SUPPLIED RECORDS:
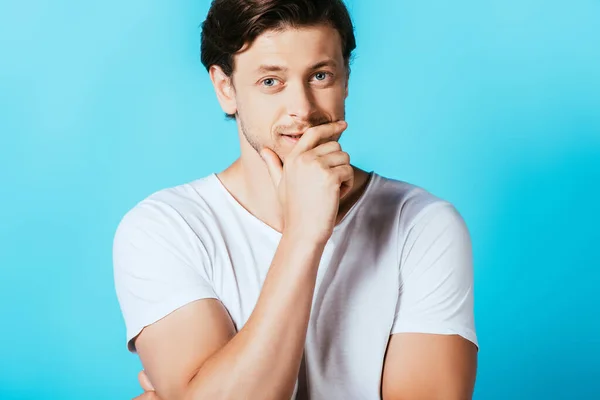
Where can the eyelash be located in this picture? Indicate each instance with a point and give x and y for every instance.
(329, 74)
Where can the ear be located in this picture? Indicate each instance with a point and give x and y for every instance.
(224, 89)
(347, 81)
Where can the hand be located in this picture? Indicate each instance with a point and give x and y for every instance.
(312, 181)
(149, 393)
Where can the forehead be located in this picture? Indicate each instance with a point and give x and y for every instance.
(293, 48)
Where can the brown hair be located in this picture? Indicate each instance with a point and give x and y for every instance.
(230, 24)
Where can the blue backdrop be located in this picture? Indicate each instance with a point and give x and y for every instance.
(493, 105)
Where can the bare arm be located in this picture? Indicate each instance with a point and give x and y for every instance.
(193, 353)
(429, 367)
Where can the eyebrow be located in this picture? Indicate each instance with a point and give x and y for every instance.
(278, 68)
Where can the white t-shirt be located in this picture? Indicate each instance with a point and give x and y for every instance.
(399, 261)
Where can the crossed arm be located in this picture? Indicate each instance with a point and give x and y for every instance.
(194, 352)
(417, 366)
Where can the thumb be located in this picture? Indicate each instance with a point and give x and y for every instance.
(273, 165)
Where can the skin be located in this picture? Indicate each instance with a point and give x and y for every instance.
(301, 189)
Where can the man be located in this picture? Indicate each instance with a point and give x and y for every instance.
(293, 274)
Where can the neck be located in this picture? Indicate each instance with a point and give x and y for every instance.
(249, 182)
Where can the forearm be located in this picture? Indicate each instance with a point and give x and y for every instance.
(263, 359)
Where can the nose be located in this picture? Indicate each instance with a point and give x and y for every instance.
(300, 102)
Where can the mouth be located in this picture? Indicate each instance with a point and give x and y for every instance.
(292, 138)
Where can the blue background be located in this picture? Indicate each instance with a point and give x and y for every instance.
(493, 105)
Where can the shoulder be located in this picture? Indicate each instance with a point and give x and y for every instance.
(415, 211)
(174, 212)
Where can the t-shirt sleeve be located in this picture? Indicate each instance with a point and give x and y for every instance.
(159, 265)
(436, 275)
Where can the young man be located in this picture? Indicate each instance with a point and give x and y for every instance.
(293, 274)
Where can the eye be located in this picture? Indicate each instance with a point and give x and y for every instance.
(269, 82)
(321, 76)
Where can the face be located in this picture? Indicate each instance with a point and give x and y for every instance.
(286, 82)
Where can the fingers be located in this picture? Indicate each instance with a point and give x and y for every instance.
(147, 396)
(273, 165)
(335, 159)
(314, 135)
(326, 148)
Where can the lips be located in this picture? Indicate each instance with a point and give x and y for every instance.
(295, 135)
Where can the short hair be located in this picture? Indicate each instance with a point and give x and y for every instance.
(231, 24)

PROBLEM: Please retype, exactly as written, every line from the line containing "Where can the t-shirt" through the last line of the records above, including both of those lines, and nothing else.

FINAL ANSWER:
Where can the t-shirt sleeve be located in this picture? Indicate each instance with a point and give x and y for every instance.
(159, 265)
(436, 275)
Where can the young man be located in this picture? Indicate each instance with a point and give x and y for every instance.
(293, 274)
Where can the eye be located in this picture? Indicate each instance with a point and give x and y for every instance.
(269, 82)
(321, 76)
Where can the face be located in this picture? Indicate each instance with a point and give x and y for every instance.
(286, 82)
Where can the fingers be located in this picture? Indicate each instance with a point and give x and y for every instance.
(147, 396)
(273, 165)
(335, 159)
(314, 135)
(326, 148)
Where can the lips be located in this picture? Indicate each instance with a point and give x and y for every instance.
(295, 135)
Where can the short hair be located in this picture? Indicate each instance with a point and give x and y for every instance.
(231, 24)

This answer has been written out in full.